### What to work on
Copy each line from the records below in which the word "mountain" is found.
————
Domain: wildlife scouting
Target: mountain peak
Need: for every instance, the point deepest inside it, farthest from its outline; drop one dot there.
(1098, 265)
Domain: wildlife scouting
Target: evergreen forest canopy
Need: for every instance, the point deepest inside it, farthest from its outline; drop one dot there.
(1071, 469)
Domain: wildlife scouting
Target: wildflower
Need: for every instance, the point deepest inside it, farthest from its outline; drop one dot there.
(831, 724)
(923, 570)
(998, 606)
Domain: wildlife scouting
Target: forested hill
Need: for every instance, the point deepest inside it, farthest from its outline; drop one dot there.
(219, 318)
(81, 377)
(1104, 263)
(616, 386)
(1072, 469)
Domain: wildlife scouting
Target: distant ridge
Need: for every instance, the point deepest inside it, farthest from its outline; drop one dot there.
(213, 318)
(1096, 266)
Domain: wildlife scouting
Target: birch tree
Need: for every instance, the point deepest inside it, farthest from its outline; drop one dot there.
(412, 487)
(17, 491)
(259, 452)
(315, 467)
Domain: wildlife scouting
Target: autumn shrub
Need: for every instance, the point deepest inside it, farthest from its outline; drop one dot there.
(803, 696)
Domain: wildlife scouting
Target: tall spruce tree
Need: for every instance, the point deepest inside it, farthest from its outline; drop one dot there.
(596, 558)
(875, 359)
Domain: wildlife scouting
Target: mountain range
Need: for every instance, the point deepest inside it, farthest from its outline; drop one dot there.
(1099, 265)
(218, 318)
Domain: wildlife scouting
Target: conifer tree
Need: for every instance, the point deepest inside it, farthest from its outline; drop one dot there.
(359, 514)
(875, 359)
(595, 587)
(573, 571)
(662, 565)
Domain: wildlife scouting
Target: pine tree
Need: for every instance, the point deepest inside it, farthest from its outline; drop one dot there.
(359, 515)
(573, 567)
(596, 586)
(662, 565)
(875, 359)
————
### Response below
Target: mountain peak
Target: mountain range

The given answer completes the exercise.